Records to process

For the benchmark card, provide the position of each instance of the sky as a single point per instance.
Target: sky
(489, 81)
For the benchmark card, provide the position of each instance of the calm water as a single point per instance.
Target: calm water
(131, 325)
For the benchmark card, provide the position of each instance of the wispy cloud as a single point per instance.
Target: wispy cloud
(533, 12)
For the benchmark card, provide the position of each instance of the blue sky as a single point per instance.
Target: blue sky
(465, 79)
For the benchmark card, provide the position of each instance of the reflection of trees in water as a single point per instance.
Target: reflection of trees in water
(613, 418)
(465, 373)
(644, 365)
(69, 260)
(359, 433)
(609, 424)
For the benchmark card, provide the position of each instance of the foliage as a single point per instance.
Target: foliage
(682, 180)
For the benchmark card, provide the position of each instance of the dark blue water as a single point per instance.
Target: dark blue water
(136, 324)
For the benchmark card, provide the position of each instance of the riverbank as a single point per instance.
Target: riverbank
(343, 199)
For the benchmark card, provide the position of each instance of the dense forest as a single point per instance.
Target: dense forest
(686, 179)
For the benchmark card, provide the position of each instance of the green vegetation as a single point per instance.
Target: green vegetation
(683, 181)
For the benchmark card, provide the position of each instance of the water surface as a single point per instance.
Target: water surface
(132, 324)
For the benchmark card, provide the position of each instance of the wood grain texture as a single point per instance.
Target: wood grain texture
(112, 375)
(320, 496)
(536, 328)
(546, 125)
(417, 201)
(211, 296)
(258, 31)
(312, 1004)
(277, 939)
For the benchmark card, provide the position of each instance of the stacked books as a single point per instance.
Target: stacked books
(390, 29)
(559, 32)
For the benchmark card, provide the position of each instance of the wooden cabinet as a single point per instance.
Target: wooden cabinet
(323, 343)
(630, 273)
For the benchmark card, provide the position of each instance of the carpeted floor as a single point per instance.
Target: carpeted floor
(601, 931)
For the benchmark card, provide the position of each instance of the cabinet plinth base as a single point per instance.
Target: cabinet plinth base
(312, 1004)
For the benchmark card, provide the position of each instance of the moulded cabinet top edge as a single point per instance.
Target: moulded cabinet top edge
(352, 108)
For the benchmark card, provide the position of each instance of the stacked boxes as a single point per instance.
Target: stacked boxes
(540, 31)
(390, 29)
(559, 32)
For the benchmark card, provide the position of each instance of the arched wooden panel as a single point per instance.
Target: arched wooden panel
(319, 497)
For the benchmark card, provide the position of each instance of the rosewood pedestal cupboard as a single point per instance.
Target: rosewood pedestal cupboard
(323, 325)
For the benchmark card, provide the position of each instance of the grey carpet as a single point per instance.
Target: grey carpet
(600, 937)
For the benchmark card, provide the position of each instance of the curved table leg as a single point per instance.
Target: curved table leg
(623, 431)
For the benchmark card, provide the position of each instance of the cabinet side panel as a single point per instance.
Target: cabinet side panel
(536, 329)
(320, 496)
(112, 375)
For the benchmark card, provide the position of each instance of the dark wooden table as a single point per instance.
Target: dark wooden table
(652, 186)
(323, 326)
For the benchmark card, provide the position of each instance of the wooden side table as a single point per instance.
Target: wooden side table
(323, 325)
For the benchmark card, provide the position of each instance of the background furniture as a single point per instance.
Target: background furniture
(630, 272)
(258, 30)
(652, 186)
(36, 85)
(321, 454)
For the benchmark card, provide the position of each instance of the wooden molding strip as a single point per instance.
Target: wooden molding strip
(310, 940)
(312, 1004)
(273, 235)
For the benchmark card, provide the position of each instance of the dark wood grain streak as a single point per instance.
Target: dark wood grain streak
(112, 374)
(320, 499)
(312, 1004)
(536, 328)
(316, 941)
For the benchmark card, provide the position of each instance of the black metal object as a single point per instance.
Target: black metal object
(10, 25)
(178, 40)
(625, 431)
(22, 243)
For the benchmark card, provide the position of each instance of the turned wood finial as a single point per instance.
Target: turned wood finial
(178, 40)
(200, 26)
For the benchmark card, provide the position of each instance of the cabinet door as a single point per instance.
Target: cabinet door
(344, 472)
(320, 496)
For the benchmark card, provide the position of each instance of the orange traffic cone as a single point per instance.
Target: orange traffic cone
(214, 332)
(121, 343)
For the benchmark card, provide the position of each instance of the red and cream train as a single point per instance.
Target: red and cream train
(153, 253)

What is required
Copy out every one of the lines above word for word, leaving nothing out and changing nothing.

Answer for the task
For the benchmark card, provide the position of each instance of the sky as a single point per instance.
Target: sky
(489, 81)
For the benchmark card, provide the position of each instance of the calm water as a single point per instance.
Target: calm water
(131, 325)
For the benchmark card, provide the position of each instance of the wispy cloud as a single point per instance.
Target: wispy cloud
(533, 12)
For the benchmark card, provide the position of each instance of the blue sky as a single point per instance.
Target: blue sky
(465, 79)
For the benchmark card, provide the position of each instance of the reflection of trees in water as a single point per instance.
Target: reflection of trees in water
(613, 418)
(465, 373)
(644, 365)
(69, 260)
(359, 433)
(609, 424)
For the benchmark card, provide the position of each instance of the foliage as a single point per instance.
Target: foliage
(682, 180)
For the benchmark card, provide the position of each instance of the dark blue water as a single point per instance.
Target: dark blue water
(136, 324)
For the benchmark card, provide the position of each instance of the riverbank as a single point per instance.
Target: riverbank
(343, 199)
For the benchmark card, provide the position of each instance of the dense forest as a single point per instance.
Target: dense forest
(686, 179)
For the benchmark card, provide the position of each instance of the green vegetation as a single point per instance.
Target: green vegetation
(683, 181)
For the benchmark card, provide the position of each instance of the water surface as a single point per instance.
Target: water surface
(132, 324)
For the benchmark card, provide the position of each instance of the wood grain texture as a single point per instance.
Target: wood grain texture
(112, 375)
(320, 496)
(536, 328)
(546, 125)
(417, 201)
(211, 296)
(258, 31)
(312, 1004)
(277, 939)
For the benchmark card, provide the position of each instance of the stacked books as a single point per instance.
Target: stacked books
(390, 29)
(559, 32)
For the benchmark card, provide the position of each instance of the wooden cabinet as a single point per instance.
Target: wooden cabinet
(323, 343)
(630, 273)
For the benchmark card, provide the position of each instance of the carpeted floor as a single point per instance.
Target: carpeted floor
(601, 931)
For the benchmark card, provide the position of each instance of the cabinet plinth base as a single point per instance.
Target: cabinet plinth base
(312, 1004)
For the benchmark card, provide the position of each instance of the moulded cabinet top edge as a single point per instance.
Target: moulded cabinet top edge
(352, 108)
For the benchmark card, provide the position of each instance of the stacked boxes as a single point per instance.
Target: stacked boxes
(540, 31)
(390, 29)
(559, 32)
For the benchmark card, provide the position of each instance of the arched wooden panel as a single point per instance.
Target: arched wooden panel
(319, 497)
For the benchmark card, provide the position of each instance of the rosewood pedestal cupboard as a single point per instance.
Target: rosewood pedestal cupboard
(323, 325)
For the benchmark card, provide the position of each instance of the grey carpet as a single point per instance.
Target: grey carpet
(600, 937)
For the benchmark card, provide the position of each instance of the curved table leg as a single point per instance.
Target: curved table leg
(623, 431)
For the benchmark card, provide the position of each instance of the cabinet side panel as a single point per instance.
Target: cabinet side panel
(536, 329)
(320, 496)
(112, 375)
For the benchmark card, provide the position of each instance of the dark wooden table as a single point per instance.
Target: dark wooden table
(652, 186)
(323, 326)
For the benchmark card, provide the position of each instance of the wooden side table as a single point per instance.
Target: wooden side table
(323, 325)
For the benchmark card, provide the position of each instance of the background furniture as a single point per instance.
Target: background furniture
(630, 272)
(258, 30)
(652, 186)
(36, 85)
(321, 454)
For the benchmark card, provide the position of each instance of the wooden molding strip as a single point per instance.
Target: wooden molding strip
(310, 940)
(312, 1004)
(273, 235)
For the benchmark card, provide the position of each instance of the dark wood grain streak as a single point per instance.
Target: dark wood grain streak
(112, 374)
(320, 499)
(312, 1004)
(536, 328)
(316, 941)
For the benchmark card, provide the position of each instance of the black metal object as a single point per instance.
Target: black metal object
(10, 25)
(178, 40)
(625, 431)
(22, 243)
For the benchmark card, provide the position of each instance of the turned wood finial as a single point per instance.
Target: turned wood finial
(178, 40)
(200, 26)
For the benchmark card, provide the position of each instance of the cabinet door as a single point per instance.
Target: cabinet door
(344, 472)
(320, 496)
For the benchmark card, provide the position of each instance of the orange traffic cone as a single point per instance.
Target: orange traffic cone
(214, 332)
(121, 343)
For the benchmark card, provide the position of each instance of the red and cream train as a single point per instance.
Target: red and cream train
(153, 253)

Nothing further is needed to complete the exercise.